WHAT IS NEEDED:
Reproduce word for word everything in the passage on Dr. Rattan's revised report from "After conducting additional" down to "U.S.C. § 17(a).".

PASSAGE SHOWN:
:::::

After conducting additional interviews with Mr. Allen and his family, Dr. Rattan
submitted a revised report on February 9, 2004. In the revised report Dr. Rattan
concluded that defendant was competent to stand trial. On the separate issue of
defendant’s sanity at the time of the offense, Dr. Rattan concluded that Mr. Allen was
“unable to appreciate the wrongfulness of his alleged offense behavior.” Under the
Insanity Defense Reform Act of 1984 (IDRA):
It is an affirmative defense to a prosecution under any Federal statute
that, at the time of the commission of the acts constituting the offense, the
defendant, as a result of a severe mental disease or defect, was unable to
appreciate the nature and quality or the wrongfulness of his acts. Mental
disease or defect does not otherwise constitute a defense.
18 U.S.C. § 17(a).

:::::

DATA FOR REVIEW:
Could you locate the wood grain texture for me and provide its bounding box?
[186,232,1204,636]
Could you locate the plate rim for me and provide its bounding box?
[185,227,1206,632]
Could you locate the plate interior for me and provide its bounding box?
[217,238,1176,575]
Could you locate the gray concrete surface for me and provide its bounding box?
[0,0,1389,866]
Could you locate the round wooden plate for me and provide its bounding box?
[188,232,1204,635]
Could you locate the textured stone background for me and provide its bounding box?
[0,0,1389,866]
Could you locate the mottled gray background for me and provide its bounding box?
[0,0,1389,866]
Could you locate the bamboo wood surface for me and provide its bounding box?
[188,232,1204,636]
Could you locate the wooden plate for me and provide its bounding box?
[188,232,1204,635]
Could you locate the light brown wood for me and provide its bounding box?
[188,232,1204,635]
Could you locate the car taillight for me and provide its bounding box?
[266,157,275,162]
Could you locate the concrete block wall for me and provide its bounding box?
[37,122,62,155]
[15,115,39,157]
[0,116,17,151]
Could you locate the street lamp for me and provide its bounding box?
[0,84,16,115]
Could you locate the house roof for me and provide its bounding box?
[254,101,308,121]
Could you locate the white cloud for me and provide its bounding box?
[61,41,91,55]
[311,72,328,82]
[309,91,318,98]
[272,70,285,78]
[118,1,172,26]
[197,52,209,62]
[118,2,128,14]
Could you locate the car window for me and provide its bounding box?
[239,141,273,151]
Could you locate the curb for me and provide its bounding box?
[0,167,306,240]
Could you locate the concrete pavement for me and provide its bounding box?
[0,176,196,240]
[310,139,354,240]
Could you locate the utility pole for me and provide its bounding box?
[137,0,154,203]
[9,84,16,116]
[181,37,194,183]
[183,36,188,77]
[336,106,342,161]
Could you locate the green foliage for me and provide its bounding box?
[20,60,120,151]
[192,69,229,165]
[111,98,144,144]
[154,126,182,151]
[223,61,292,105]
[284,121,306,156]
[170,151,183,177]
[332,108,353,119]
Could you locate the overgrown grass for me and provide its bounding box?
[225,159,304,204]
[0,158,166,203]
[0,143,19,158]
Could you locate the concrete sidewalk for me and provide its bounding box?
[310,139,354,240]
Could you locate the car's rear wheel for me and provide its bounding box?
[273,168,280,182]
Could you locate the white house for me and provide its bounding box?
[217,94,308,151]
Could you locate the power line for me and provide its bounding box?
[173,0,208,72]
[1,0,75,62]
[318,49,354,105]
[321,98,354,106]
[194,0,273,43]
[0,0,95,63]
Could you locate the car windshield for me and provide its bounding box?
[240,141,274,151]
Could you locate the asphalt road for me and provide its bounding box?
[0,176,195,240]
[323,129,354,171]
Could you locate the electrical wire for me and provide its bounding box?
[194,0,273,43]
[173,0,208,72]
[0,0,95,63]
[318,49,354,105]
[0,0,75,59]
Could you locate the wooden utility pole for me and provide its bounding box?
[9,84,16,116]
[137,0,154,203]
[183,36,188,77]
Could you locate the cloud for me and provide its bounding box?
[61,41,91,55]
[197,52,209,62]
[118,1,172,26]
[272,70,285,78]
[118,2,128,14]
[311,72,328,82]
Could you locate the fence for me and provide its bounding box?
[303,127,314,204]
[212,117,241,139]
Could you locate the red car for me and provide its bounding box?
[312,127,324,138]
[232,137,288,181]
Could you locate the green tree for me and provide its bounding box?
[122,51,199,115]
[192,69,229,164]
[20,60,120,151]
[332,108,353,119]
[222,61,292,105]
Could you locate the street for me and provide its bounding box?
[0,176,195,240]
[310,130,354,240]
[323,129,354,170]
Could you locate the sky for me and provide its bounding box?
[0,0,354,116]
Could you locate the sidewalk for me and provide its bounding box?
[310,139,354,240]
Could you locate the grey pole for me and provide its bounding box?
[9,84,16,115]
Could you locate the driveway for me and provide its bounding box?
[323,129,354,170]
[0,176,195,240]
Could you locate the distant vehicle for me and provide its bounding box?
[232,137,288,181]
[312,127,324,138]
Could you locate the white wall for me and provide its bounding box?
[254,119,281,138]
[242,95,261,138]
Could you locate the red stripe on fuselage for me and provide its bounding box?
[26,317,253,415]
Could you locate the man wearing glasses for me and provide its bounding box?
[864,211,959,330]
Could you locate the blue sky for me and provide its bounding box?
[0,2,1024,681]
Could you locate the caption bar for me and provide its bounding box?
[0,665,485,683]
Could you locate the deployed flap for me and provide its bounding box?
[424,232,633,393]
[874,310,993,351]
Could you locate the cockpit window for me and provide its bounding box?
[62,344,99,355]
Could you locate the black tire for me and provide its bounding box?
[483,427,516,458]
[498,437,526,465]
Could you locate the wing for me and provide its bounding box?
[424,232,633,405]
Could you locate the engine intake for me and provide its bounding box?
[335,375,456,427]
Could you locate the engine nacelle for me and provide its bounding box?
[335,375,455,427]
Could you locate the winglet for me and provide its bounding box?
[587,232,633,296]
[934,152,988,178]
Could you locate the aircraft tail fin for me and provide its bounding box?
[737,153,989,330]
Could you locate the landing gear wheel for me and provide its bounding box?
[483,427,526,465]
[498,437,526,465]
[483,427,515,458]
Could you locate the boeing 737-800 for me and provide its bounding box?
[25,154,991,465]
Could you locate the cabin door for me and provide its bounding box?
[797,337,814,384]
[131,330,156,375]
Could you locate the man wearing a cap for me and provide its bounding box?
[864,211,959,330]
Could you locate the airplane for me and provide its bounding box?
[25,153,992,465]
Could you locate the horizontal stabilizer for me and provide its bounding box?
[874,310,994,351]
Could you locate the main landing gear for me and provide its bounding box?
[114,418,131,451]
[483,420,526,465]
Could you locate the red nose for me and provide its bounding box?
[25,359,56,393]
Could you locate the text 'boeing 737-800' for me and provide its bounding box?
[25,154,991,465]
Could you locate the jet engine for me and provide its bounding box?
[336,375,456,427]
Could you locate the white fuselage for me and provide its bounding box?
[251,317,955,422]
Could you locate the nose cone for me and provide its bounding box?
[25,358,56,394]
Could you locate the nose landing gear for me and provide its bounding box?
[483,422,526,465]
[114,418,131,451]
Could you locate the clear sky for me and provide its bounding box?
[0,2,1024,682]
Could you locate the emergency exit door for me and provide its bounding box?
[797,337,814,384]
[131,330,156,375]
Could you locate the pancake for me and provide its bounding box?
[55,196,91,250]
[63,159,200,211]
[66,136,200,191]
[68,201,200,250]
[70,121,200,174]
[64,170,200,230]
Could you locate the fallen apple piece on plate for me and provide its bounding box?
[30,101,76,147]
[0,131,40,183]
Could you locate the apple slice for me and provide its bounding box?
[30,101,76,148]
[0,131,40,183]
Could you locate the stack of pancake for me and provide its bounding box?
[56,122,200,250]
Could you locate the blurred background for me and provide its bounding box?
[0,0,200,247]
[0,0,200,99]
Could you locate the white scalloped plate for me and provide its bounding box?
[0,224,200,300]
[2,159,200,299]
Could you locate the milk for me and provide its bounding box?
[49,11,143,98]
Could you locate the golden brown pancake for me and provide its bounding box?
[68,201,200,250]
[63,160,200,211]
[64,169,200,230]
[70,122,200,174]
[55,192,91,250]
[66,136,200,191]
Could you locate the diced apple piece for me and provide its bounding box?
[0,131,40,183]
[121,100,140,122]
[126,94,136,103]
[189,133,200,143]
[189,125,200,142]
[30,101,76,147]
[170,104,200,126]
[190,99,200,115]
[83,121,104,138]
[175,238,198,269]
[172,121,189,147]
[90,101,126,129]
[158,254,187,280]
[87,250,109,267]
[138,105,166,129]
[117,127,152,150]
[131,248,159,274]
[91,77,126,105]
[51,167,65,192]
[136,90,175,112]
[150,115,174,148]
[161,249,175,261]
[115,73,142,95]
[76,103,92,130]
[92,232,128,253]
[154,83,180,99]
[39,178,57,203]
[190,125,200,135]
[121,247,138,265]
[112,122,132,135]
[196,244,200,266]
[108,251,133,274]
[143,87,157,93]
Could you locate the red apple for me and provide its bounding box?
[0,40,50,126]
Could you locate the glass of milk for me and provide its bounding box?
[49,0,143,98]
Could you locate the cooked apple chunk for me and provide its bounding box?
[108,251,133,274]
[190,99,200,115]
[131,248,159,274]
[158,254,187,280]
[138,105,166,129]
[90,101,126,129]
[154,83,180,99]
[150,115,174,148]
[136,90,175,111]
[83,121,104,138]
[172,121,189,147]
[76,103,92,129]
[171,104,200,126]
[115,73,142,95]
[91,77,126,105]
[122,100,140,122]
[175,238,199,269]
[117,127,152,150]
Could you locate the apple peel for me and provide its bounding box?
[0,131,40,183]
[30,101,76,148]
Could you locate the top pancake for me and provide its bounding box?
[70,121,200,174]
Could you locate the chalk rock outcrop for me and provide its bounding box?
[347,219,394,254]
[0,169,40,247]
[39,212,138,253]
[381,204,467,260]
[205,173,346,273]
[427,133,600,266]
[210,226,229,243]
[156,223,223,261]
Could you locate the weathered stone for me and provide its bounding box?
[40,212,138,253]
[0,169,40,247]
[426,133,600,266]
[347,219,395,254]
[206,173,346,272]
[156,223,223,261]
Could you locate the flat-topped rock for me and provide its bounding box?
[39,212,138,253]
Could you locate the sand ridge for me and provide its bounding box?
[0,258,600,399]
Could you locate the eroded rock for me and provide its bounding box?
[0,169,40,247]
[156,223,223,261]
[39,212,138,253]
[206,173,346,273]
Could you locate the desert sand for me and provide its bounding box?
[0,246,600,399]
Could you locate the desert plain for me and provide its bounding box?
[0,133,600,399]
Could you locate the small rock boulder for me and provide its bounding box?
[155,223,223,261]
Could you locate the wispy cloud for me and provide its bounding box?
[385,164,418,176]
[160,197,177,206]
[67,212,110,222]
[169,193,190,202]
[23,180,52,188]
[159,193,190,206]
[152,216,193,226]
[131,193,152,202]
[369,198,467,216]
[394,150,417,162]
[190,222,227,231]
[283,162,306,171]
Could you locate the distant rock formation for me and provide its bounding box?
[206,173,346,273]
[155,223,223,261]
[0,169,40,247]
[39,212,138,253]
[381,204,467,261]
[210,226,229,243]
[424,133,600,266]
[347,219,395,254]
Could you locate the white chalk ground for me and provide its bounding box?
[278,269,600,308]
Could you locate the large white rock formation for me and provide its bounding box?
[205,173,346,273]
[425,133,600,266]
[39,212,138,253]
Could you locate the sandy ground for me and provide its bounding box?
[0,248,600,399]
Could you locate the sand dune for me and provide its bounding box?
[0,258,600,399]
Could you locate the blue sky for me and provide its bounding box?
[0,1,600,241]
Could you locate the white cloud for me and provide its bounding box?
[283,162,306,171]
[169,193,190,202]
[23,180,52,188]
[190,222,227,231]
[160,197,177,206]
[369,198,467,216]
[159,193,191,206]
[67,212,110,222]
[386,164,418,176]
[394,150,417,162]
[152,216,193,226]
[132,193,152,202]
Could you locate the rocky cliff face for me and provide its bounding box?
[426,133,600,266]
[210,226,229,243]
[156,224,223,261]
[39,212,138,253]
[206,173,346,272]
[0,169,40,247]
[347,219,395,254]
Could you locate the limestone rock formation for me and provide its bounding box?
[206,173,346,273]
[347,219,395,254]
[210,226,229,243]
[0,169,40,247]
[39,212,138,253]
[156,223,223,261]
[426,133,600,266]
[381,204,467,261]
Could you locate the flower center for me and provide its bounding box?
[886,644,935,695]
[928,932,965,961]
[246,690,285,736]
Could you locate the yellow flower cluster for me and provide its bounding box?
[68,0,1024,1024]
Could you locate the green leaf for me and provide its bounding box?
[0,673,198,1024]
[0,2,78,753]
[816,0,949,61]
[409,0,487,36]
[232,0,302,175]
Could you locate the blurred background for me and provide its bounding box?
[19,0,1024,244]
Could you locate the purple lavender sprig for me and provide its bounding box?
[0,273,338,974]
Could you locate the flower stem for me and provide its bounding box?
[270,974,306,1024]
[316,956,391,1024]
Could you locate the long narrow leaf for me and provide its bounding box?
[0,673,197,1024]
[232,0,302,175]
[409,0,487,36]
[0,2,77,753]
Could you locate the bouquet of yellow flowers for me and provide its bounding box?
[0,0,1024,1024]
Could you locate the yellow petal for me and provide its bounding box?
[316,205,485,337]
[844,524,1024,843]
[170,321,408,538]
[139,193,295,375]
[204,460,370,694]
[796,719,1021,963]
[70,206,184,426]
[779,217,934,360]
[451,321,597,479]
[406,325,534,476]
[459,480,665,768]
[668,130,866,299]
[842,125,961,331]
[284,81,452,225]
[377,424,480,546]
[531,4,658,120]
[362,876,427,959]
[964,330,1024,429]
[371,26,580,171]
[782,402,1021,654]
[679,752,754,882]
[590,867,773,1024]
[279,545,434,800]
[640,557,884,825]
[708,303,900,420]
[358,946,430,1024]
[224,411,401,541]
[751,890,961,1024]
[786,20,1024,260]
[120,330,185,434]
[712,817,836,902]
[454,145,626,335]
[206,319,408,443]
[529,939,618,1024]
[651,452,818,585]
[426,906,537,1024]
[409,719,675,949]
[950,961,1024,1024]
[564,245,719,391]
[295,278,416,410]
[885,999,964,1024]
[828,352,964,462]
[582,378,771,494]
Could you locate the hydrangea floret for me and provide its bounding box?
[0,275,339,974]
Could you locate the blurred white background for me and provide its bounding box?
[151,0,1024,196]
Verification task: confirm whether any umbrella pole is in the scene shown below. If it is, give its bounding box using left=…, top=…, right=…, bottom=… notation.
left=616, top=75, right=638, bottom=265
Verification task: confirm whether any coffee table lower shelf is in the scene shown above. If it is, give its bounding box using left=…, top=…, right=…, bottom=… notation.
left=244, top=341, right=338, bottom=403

:::::

EXERCISE SOLUTION:
After conducting additional interviews with Mr. Allen and his family, Dr. Rattan
submitted a revised report on February 9, 2004. In the revised report Dr. Rattan
concluded that defendant was competent to stand trial. On the separate issue of
defendant’s sanity at the time of the offense, Dr. Rattan concluded that Mr. Allen was
“unable to appreciate the wrongfulness of his alleged offense behavior.” Under the
Insanity Defense Reform Act of 1984 (IDRA):
It is an affirmative defense to a prosecution under any Federal statute
that, at the time of the commission of the acts constituting the offense, the
defendant, as a result of a severe mental disease or defect, was unable to
appreciate the nature and quality or the wrongfulness of his acts. Mental
disease or defect does not otherwise constitute a defense.
18 U.S.C. § 17(a).